* [Work to complete]:
Answer these questions from the CUDA Fortran article.
(a) Which PGI release supports CUDA Fortran?
(b) Which three Fortran 90 features were used to allow more natural language constructs in CUDA Fortran?
(c) Which attribute places host arrays in CUDA pinned memory?

* [Text]:

########

Technical News from The Portland Group
Introduction to PGI CUDA Fortran
NVIDIA CUDA is a general purpose parallel programming architecture with compilers and libraries to support programming of NVIDIA GPUs. The CUDA SDK includes an extended C compiler, here called CUDA C, allowing GPU programming from a high level language. The CUDA programming model supports four key abstractions: cooperating threads organized into thread groups, shared memory and barrier synchronization within thread groups, and coordinated independent thread groups organized into a grid.
PGI and NVIDIA defined CUDA Fortran, which is supported in the upcoming PGI 2010 release, to enable CUDA programming directly in Fortran. CUDA Fortran is a small set of extensions to Fortran that supports and is built upon the CUDA computing architecture. The extensions allow the following actions in a Fortran program:
- Declaration of variables that reside in GPU device memory
- Dynamic allocation of data in GPU device memory
- Copying of data from host memory to GPU memory, and back
- Invocation of GPU subroutines from the host
A CUDA programmer partitions a program into coarse grain blocks that can be executed in parallel. Each block is partitioned into fine grain threads, which can cooperate using shared memory and barrier synchronization. A properly designed CUDA program will run on any CUDA-enabled GPU, regardless of the number of available processor cores. This article will teach you the basics of CUDA Fortran programming and enable you to quickly begin writing your own CUDA Fortran programs.
CUDA Fortran Basics
Those of you familiar with CUDA programming know the following basic steps for creating a CUDA C program:
- Insert CUDA function calls to allocate data in GPU device memory
- Insert CUDA function calls to copy host data to the GPU, and back
- Isolate innermost loop code into GPU kernel functions
- Convert loop nests into implicitly parallel grids/thread blocks
- Use CUDA grids/thread blocks to launch GPU kernel functions
- Insert CUDA function calls to free GPU device memory
Three features of Fortran 90 were leveraged to enable use of more natural language constructs in CUDA Fortran: attributed declaration syntax, the allocate statement, and array assignments.
Rather than using a special data allocation function for GPU device data allocation, we can use a combination of F90 attributed declarations and allocate statements to create device-resident data:
real,device :: A(M,N) ! A instantiated in GPU memory real,device,allocatable :: B(:,:) ! B is allocatable in GPU memory ... allocate(B(size(A,1),size(A,2)),stat=istat) ! Allocate B in GPU memory
In addition to using the DEVICE attribute to specify data that should reside on the GPU device, SHARED and CONSTANT attributes can be used to place data in CUDA shared or constant memory respectively. A PINNED attribute can be used to specify host arrays to be placed in CUDA pinned memory.

########

* [Data]:
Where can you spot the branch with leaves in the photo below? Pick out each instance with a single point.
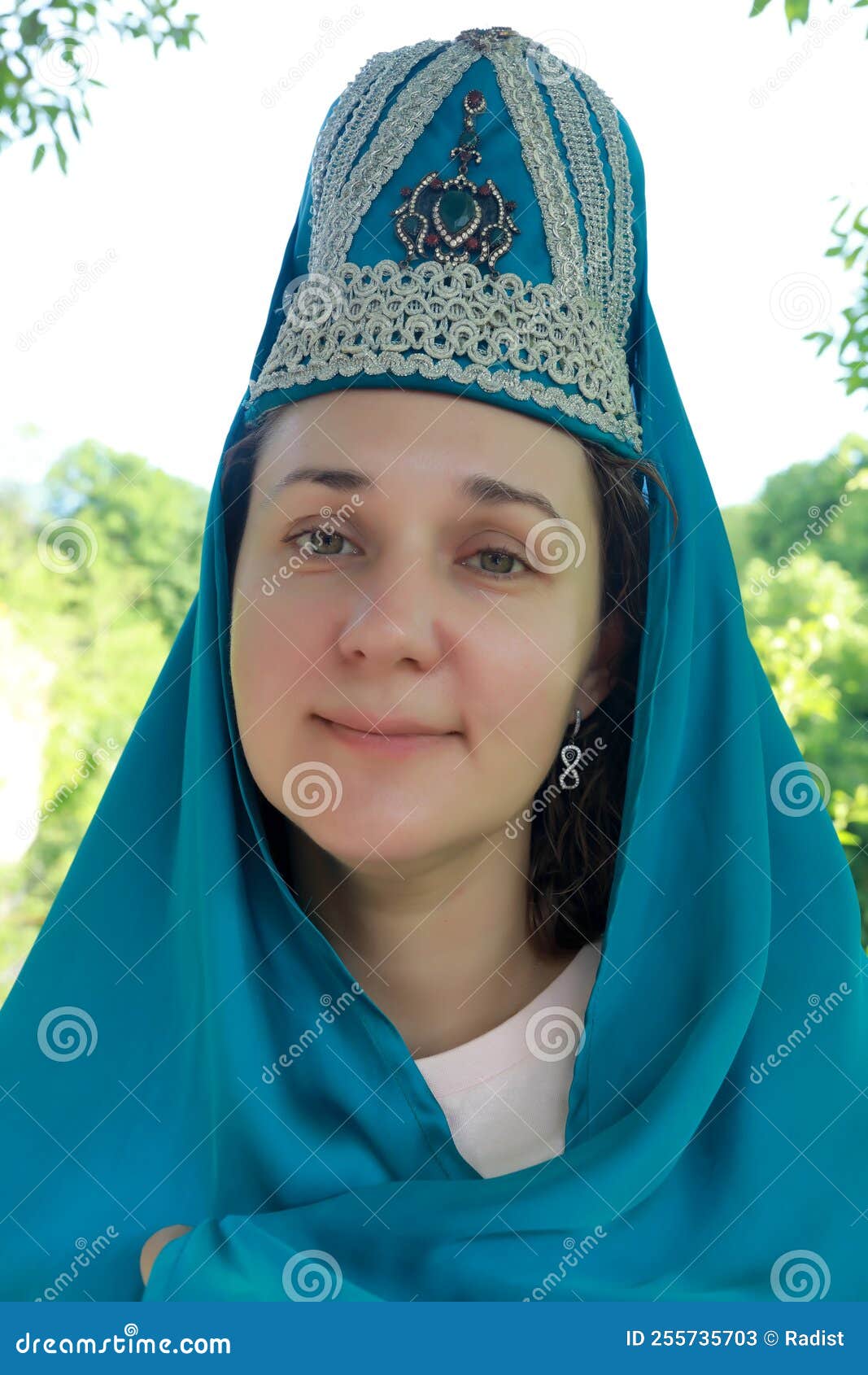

########

* [Task result]:
(a) The upcoming PGI 2010 release.
(b) Attributed declaration syntax, the allocate statement, and array assignments.
(c) The PINNED attribute.